BRIEF A: From the ethical fashion essay below, return everything from "When I write" down to "accessible to everyone.", copied word for word.

PAGE EXCERPT:
What I Mean When I Say Ethical Fashion is a Privilege

Merriam-Webster defines “privilege” as being granted a “benefit, advantage, or favor.” I am an extremely privileged individual. My whiteness, my economic status, my education and my able, thin body all grant me a level of advantage in society.

Some people find ethical fashion bloggers annoying—and I don’t blame them. Ethical fashion is annoying for the same reason that vegetarianism is annoying. Both require a certain level of privilege, certain allowances or advantages, in order to easily participate.

When I write something about ethical fashion with the disclaimer that it is a privilege, I am saying that it is important to acknowledge that it is not accessible to everyone.

So, what makes ethical fashion privileged?

Ethical fashion is expensive. That’s if you’re buying new, sustainably sourced items, of course. By nature, it is expensive to create well-made items without cutting corners. It is expensive to source organic materials that don’t cause an unnecessary impact on the earth. And it is especially expensive to make sure all the workers, every step of the way, are getting paid what they’re worth. A basic t-shirt on a well-known sustainable company’s website could easily run for $100. Prices will eventually go down as as demand increases, but as impact investor Christine Lu acknowledged, in an article for Bloomberg, “It’s unaffordable for the average American to be a sustainable consumer right now.” 

Whether shopping new or second-hand, it is time-consuming. It can take a ridiculous amount of time to research a company or find the ethical alternative of whatever item one is searching for. Even with resources like Good On You popping up, not all brands are documented yet, or documented well. Not too long ago, it took me an hour to find any information on a brand as well known as ModCloth. The other, popular option is to rummage the racks at thrift stores and vintage stores. For most middle-class people, thrift shopping is a hobby. It is a leisurely activity in which one spends hours picking through multi-colored, tightly packed racks for the perfect item. It is a day-long, shop-hopping, marathon event. Not everyone has that time. In a sort of twisted way, an activity that was once stigmatized and done out of necessity has become a luxury. If someone with not-too-many dollars to spend on their wardrobe would rather pick out a new garment at Forever 21, where they don’t have to spend all day looking for something “cool,” that’s none of my business.

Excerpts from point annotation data
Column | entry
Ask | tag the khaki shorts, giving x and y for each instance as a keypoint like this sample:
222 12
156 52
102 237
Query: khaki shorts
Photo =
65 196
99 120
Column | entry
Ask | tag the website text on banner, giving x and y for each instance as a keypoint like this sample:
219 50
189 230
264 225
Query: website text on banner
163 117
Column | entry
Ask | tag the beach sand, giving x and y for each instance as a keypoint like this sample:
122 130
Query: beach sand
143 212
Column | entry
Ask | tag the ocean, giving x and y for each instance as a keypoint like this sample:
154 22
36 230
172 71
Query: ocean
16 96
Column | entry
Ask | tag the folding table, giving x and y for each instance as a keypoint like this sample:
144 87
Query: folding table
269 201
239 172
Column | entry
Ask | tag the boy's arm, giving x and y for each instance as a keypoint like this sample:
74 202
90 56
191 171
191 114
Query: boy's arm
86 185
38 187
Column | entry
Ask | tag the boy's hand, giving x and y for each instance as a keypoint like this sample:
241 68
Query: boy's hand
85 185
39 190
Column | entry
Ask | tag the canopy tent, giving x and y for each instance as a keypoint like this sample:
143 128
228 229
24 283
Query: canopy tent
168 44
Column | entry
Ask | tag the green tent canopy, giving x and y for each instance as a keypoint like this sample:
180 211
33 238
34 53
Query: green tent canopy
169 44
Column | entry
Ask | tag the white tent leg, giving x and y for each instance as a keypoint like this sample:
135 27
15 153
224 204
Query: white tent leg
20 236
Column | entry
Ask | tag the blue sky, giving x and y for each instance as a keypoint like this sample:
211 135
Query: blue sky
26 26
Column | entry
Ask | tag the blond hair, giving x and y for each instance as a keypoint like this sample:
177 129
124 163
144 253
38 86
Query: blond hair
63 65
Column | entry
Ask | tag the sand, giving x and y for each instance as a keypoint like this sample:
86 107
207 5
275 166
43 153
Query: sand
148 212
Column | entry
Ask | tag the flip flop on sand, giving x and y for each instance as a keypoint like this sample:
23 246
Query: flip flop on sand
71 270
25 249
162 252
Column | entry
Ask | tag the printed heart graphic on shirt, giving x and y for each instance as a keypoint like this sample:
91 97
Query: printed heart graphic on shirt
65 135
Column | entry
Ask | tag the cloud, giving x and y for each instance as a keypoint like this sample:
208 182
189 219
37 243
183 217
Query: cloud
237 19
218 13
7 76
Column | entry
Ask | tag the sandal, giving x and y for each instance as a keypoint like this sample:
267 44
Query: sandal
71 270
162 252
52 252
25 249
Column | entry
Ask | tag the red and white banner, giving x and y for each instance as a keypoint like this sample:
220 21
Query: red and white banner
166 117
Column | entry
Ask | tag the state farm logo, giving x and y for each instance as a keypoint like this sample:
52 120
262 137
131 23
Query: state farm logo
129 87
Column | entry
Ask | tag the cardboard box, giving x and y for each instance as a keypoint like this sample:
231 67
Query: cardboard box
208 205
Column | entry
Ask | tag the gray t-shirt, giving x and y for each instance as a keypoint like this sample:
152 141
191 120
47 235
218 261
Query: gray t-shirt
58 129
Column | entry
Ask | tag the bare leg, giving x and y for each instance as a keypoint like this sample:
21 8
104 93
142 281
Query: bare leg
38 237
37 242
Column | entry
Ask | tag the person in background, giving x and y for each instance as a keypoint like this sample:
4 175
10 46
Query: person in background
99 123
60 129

BRIEF B: Locate every line of the records above that contains the string "green", matching case exactly, and copy each such line in full.

EXPECTED OUTPUT A:
When I write something about ethical fashion with the disclaimer that it is a privilege, I am saying that it is important to acknowledge that it is not accessible to everyone.

EXPECTED OUTPUT B:
Ask | tag the green tent canopy, giving x and y for each instance as a keypoint like this sample:
Query: green tent canopy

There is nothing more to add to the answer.